## [Dataset records]
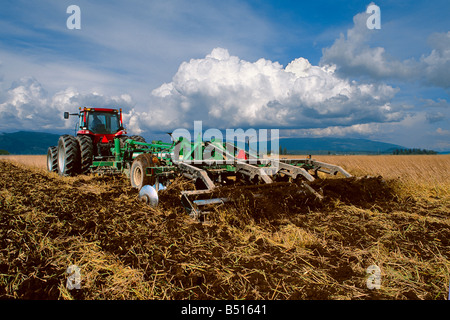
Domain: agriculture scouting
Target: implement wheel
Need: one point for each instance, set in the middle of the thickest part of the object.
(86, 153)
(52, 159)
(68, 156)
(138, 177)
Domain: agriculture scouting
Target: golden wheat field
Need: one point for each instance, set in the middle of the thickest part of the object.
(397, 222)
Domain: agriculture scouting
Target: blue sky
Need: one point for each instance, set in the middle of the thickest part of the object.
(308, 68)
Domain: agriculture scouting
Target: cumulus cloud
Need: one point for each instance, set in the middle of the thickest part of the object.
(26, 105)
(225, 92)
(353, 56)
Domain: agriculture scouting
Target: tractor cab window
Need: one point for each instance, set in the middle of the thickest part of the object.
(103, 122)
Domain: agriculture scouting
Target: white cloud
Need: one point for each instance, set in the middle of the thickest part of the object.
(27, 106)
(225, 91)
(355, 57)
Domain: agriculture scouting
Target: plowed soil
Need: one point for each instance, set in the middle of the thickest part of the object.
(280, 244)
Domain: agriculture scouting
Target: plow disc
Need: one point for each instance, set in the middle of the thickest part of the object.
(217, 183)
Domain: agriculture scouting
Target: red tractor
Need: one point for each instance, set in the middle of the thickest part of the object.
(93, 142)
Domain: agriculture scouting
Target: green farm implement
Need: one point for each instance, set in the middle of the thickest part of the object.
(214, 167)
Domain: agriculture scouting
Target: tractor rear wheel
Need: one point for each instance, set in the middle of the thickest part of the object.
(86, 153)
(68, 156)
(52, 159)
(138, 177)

---

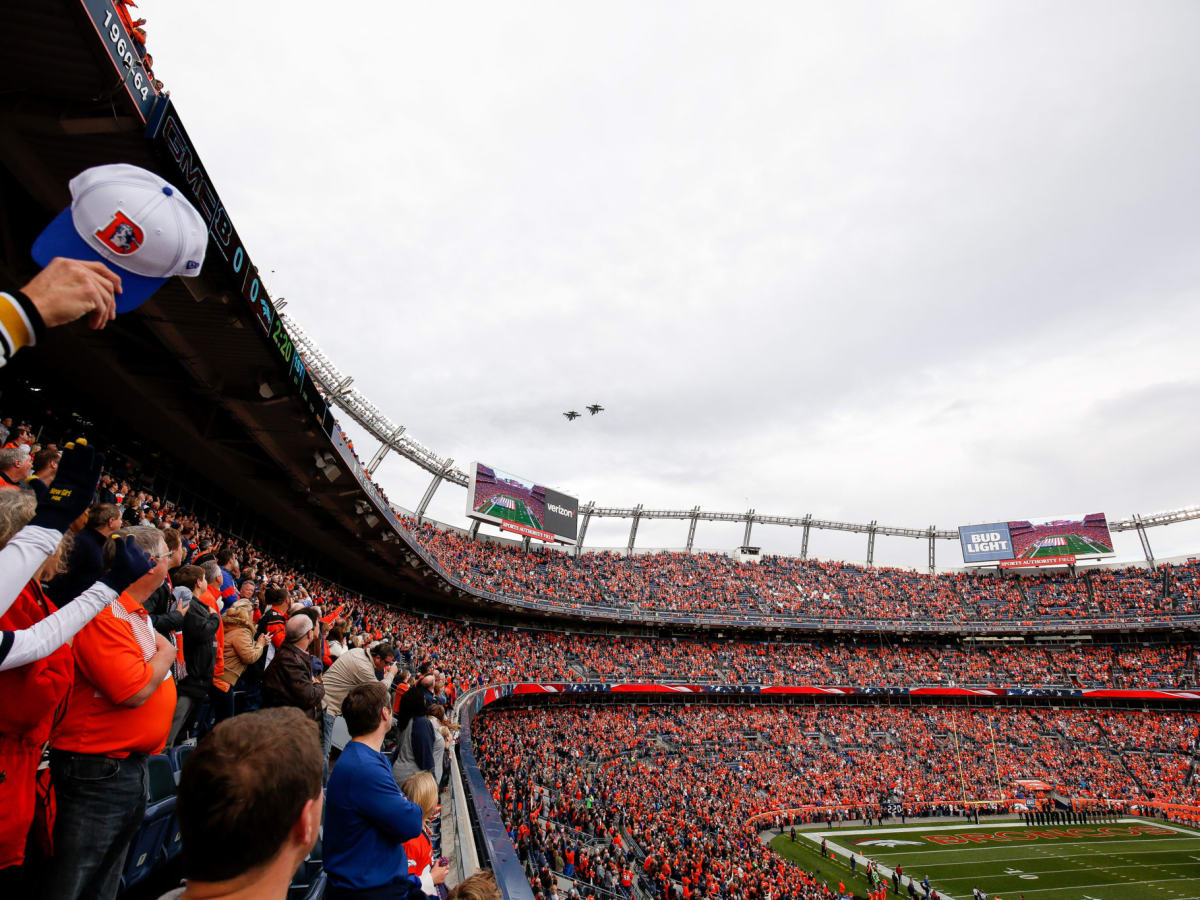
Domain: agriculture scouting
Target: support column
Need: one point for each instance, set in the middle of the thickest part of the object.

## [Task requirements]
Which lines above contain the word "cloud"? Collect every one of them and copy each out in full.

## [Task solution]
Target: cumulus cloud
Target: white cloud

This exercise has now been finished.